Aufgabe A. Ordne den Abschnitt der Auflistung weiter unten, der mit der Zeile beginnt, die „Point to every instance of the horse tail“ enthält, und bis zum Ende der Auflistung reicht, als nummerierte Liste an, diese erste Zeile eingeschlossen. Lass dabei Leerzeilen weg.

□ □ □ □

Die paar Hügeln vor den Pyrenäen, auf die sich die Appellation Irouléguy erstreckt, sind um die tausend Meter hoch. Die Westhänge dieser Hügel meistens sehr grün, weil der Wind die Wolken vom dreißig Kilometer entfernten Atlantik herein trägt, die Wolken es dann aber nicht ganz über die Berge derpacken und als Regen herunter fallen, in der Region um Espelette zum Beispiel, wo die berühmten Paprika wohnen. Der Wind tut sich nach dem Regen ohne Gepäck natürlich leichter, klettert dann noch ein kleines bissl hinauf und fällt an den Osthängen dieser Hügelketten trocken und heiß herunter.

Aber zurück auf die Hügeln: Bis circa sechshundert Meter hinauf kann man Weingartenterrassen finden. Auf den Wiesen dazwischen, nach der Lese auch in den Weingärten der Domaine Arretxea, rennen Schafe herum. Der Ossau-Iraty ist einer der berühmtesten Schafkäse Frankreichs.

 

Steine

 

Yves Hérody, Geologe aus dem Jura, bezeichnet Irouléguy als Mosaik von über vierzig unterschiedlichen Böden. Im Großen und Ganzen lassen sich aber vier Terroirs identifizieren:

 

Roter Sandstein

 

stammt aus dem unteren Trias, ist also knapp 230 Millionen Jahre alt. Die vom Sandstein dominierten Weingärten weisen einen hohen Eisengehalt auf, sind sauer und oft in Terrassen angelegt.

□ □ □ □

Aufgabe B. Wie alt ist der rote Sandstein laut dem Text über Irouléguy?

Gezeigtes Material.
□ □ □ □

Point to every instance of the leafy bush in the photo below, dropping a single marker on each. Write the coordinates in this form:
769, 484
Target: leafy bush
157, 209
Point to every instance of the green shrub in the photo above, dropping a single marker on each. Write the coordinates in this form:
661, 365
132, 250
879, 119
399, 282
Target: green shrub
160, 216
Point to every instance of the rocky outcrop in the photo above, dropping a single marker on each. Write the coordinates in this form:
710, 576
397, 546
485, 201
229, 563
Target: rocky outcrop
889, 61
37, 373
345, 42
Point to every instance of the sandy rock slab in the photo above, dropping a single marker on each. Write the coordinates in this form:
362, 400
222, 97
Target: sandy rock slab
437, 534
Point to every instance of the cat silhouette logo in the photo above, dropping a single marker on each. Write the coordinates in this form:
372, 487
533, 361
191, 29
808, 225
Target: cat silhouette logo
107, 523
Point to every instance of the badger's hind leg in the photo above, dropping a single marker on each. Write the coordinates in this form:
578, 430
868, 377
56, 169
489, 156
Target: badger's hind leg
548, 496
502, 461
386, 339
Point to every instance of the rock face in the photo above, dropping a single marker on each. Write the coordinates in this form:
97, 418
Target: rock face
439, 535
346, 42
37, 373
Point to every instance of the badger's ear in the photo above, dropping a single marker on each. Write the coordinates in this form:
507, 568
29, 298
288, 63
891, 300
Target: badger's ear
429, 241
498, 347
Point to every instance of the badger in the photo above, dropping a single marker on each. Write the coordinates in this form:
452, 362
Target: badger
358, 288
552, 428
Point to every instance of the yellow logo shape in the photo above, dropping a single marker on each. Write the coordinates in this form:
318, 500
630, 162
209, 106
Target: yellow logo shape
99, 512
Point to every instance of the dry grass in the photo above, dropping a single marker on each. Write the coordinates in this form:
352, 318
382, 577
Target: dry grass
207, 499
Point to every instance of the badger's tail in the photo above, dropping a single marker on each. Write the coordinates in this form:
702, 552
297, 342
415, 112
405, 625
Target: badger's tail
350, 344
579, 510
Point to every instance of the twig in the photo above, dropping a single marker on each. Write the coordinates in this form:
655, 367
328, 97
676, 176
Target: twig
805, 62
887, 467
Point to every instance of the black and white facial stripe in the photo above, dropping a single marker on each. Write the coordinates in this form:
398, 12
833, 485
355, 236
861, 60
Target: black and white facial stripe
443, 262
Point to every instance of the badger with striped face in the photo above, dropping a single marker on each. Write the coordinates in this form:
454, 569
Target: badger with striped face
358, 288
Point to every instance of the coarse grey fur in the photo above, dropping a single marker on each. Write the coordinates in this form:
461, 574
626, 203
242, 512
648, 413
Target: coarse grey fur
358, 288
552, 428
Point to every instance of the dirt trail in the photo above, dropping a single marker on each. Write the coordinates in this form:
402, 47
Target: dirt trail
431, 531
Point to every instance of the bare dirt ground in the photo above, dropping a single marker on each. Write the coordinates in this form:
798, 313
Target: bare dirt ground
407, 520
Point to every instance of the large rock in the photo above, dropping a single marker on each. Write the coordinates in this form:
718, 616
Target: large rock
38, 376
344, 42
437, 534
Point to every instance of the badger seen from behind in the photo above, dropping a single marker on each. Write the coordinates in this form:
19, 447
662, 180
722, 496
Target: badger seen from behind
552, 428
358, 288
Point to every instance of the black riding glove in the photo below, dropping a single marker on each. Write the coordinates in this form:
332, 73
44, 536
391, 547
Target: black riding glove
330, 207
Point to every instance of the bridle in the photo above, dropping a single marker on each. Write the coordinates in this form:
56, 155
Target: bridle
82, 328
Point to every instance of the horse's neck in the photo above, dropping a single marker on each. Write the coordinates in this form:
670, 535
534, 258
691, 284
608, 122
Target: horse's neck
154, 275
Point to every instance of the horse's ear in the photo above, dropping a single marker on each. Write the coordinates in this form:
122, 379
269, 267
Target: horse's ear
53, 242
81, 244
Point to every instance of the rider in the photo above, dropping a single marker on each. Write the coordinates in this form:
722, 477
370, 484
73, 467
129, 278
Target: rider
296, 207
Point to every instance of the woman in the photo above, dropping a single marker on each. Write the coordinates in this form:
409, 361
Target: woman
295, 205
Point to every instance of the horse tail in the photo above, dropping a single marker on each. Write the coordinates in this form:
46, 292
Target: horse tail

□ □ □ □

Vollständige Antwort A.
1. Point to every instance of the horse tail in the photo above, dropping a single marker on each. Write the coordinates in this form:
2. 46, 292
3. Target: horse tail

Vollständige Antwort B. Knapp 230 Millionen Jahre.